• Given data
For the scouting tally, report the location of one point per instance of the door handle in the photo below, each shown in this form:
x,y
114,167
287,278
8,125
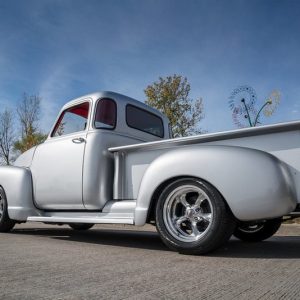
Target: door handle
x,y
78,140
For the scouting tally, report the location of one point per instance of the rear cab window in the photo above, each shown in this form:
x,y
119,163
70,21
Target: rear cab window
x,y
106,114
73,119
144,120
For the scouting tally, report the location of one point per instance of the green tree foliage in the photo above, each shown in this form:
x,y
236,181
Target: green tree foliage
x,y
28,113
170,95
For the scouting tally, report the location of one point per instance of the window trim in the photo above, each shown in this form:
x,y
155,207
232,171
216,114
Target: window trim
x,y
58,120
149,112
95,111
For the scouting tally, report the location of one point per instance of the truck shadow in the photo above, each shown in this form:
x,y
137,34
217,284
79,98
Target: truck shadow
x,y
276,247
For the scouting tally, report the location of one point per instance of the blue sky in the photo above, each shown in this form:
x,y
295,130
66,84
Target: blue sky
x,y
64,49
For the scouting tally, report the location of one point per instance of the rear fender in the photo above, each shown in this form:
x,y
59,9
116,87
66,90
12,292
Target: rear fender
x,y
255,184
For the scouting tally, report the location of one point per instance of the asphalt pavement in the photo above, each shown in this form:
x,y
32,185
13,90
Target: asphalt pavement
x,y
40,261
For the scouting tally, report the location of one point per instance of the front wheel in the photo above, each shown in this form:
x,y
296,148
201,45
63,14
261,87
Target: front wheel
x,y
257,232
81,226
6,224
192,217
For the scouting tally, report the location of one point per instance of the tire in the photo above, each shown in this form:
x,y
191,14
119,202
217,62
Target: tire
x,y
257,232
81,226
192,217
6,224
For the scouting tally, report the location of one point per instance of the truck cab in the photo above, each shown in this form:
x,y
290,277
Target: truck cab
x,y
73,169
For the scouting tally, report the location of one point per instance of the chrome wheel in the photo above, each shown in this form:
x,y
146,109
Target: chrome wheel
x,y
188,213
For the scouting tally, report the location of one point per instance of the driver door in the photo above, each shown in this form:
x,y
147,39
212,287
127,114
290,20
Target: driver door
x,y
57,166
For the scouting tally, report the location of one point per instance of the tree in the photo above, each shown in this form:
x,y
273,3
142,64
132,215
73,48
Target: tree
x,y
28,113
170,95
6,136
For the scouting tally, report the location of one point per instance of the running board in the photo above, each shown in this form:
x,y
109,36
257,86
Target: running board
x,y
114,212
83,219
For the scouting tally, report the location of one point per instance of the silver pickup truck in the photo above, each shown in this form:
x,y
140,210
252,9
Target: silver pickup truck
x,y
110,159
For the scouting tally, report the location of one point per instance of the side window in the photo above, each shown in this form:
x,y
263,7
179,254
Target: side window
x,y
72,120
106,114
145,121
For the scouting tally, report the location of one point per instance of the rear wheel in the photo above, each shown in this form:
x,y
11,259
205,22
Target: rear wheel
x,y
81,226
6,224
192,217
257,232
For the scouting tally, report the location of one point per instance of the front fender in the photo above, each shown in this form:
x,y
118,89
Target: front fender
x,y
17,184
255,184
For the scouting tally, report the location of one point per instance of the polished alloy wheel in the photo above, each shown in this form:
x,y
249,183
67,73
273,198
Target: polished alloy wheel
x,y
188,213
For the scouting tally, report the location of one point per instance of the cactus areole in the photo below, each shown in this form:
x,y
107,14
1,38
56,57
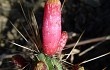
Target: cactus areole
x,y
51,29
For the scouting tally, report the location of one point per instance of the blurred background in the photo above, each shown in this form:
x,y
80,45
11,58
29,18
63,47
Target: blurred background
x,y
90,16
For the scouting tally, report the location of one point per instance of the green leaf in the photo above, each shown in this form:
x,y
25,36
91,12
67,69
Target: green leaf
x,y
57,64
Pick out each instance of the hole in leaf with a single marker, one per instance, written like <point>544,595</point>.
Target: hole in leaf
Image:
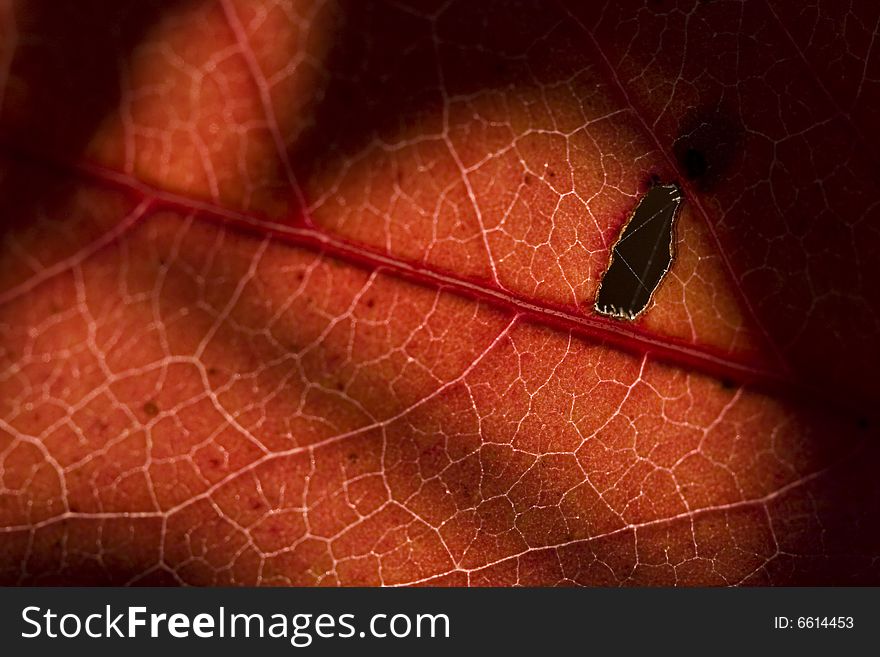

• What the task requires
From the data above, copy each line where the string "hole" appears.

• Answer for the task
Pick out each instance of the hole in leaf with a single marker, one per instance, written like <point>544,595</point>.
Target: hole in leaf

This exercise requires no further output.